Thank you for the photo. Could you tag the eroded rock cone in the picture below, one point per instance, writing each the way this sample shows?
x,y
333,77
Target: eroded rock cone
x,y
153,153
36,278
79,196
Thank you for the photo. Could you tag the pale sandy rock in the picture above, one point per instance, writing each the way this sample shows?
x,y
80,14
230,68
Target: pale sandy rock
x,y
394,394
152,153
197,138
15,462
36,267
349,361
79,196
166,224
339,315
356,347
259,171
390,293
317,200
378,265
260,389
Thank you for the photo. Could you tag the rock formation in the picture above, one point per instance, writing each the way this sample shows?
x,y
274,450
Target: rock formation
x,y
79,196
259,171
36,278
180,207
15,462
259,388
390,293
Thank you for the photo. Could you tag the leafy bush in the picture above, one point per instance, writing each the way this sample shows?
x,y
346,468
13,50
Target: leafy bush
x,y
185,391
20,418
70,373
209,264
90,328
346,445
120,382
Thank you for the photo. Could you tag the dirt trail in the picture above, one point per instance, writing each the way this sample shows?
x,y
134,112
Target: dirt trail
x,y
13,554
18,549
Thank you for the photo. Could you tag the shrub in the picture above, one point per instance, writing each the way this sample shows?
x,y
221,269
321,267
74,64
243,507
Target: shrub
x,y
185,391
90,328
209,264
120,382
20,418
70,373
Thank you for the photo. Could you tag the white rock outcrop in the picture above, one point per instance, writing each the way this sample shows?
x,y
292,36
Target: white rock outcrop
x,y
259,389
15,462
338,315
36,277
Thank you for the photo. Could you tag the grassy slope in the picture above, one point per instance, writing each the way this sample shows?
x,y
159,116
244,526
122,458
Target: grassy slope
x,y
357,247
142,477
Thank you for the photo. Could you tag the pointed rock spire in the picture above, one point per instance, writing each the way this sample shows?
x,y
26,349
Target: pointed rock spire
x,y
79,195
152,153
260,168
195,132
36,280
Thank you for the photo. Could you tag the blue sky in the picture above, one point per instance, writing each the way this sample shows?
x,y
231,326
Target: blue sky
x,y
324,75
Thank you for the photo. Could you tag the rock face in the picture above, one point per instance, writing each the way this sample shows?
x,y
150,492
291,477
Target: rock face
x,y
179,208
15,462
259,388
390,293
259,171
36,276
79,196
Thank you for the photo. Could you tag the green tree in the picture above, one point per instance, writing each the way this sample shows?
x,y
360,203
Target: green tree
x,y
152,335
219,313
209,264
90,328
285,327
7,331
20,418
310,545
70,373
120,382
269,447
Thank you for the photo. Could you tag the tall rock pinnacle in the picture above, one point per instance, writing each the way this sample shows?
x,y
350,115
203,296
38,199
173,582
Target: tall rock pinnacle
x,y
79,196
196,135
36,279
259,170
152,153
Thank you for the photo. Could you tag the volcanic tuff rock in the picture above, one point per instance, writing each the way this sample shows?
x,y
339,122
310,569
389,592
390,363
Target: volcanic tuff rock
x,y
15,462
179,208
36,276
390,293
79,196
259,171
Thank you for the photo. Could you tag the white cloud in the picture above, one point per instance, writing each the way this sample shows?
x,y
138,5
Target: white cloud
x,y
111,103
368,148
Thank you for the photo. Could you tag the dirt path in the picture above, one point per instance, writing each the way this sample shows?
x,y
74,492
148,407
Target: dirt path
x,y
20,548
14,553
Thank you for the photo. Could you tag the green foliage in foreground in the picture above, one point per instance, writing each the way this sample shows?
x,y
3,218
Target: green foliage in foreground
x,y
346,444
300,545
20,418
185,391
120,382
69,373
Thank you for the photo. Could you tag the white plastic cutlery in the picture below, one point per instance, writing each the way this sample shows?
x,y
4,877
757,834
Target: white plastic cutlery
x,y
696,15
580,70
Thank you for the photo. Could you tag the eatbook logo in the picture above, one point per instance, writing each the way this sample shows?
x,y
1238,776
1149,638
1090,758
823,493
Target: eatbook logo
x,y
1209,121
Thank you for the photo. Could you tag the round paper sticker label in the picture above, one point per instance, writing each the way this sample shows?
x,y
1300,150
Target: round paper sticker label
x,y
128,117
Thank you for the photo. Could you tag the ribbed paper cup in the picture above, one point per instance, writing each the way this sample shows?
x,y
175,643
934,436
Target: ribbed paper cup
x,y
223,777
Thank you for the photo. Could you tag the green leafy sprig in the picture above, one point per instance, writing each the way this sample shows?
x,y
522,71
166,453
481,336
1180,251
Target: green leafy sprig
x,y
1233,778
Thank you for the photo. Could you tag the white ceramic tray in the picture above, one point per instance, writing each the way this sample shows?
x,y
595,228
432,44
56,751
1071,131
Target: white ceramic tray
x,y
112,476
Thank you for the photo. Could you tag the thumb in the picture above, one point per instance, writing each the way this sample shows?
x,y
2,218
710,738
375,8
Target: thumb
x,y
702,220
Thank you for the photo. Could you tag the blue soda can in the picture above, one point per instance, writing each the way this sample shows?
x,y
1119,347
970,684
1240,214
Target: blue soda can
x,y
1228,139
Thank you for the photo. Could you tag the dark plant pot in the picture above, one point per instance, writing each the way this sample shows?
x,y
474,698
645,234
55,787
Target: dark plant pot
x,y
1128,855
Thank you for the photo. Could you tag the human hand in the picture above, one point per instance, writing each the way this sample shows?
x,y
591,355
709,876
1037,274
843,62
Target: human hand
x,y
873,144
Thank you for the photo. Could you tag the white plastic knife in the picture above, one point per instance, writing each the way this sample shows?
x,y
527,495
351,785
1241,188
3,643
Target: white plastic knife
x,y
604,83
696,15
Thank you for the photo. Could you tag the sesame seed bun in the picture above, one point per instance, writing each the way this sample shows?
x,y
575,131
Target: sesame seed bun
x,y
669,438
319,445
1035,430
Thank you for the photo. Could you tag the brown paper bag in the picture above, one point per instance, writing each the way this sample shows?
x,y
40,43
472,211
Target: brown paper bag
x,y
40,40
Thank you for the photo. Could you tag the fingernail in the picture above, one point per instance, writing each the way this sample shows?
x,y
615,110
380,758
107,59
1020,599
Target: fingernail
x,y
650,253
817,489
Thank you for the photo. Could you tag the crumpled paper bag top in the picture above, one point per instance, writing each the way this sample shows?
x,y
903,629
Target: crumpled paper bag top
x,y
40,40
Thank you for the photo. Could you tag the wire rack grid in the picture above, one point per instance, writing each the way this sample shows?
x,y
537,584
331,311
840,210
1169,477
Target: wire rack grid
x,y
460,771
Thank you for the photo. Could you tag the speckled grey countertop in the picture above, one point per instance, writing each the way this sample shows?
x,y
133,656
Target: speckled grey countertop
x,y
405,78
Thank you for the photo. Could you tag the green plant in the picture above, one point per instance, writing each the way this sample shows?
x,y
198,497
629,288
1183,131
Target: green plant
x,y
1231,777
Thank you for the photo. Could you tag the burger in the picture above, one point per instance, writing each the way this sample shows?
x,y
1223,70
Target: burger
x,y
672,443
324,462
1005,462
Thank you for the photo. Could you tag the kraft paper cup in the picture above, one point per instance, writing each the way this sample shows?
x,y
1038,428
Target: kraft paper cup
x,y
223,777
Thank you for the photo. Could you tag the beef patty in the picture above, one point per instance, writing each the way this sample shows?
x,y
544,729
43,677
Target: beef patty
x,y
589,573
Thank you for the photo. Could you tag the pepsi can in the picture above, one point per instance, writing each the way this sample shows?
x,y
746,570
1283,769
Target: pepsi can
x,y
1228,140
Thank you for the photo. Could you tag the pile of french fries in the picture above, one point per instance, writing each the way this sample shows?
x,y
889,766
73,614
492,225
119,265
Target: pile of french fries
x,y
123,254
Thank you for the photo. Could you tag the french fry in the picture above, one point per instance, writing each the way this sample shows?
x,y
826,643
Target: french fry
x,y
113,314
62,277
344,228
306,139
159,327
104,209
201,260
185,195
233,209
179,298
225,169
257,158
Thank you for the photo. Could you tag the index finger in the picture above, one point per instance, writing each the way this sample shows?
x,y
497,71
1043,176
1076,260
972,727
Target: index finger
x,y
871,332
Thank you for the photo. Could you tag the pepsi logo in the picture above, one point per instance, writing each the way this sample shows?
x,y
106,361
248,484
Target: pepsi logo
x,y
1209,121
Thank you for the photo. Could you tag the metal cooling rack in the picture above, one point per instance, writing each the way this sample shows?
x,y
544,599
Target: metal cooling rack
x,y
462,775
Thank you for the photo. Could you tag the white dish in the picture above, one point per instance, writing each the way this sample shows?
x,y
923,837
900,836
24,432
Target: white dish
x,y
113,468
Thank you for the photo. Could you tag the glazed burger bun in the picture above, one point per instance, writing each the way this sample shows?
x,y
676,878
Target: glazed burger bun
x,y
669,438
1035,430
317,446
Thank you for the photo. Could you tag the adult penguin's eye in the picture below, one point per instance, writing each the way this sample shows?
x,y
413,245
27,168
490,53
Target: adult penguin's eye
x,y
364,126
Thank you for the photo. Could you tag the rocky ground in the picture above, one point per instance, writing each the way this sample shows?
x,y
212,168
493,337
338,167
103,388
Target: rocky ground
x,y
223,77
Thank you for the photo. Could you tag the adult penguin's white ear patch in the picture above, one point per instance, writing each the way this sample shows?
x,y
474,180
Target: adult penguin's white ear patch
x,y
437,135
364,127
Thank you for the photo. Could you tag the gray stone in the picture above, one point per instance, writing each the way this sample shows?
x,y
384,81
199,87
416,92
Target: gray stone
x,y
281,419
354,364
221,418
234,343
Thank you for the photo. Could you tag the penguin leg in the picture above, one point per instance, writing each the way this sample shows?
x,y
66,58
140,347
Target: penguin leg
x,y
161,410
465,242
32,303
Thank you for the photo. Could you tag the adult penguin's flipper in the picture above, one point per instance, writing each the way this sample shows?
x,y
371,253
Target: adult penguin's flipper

────

> EXERCISE
Return, word for word, the stretch of the records above from the line containing "ear patch in" through the last line of the records.

> SOLUTION TO THIS TASK
Thank you for the photo. Could you tag the adult penguin's white ear patch in the picture above, one point per instance, writing each the way this sample shows?
x,y
474,180
Target: adult penguin's white ear patch
x,y
437,135
364,127
Thank you for the photo. Could you tag the gray stone in the picture above, one point per instance, writing each the way this sample shows?
x,y
384,81
199,87
416,92
Target: gray stone
x,y
281,419
354,364
221,418
234,343
Thank you for the photo. Could you tag the penguin leg in the picture above, one point per instance, writing each the way this sample shows?
x,y
66,58
140,347
Target: penguin leg
x,y
161,410
465,242
32,303
Thank you for the photo. Could you tag the adult penguin's flipper in the picture above, one point per instance, writing each the way this sample shows?
x,y
371,253
Target: adult penguin's flipper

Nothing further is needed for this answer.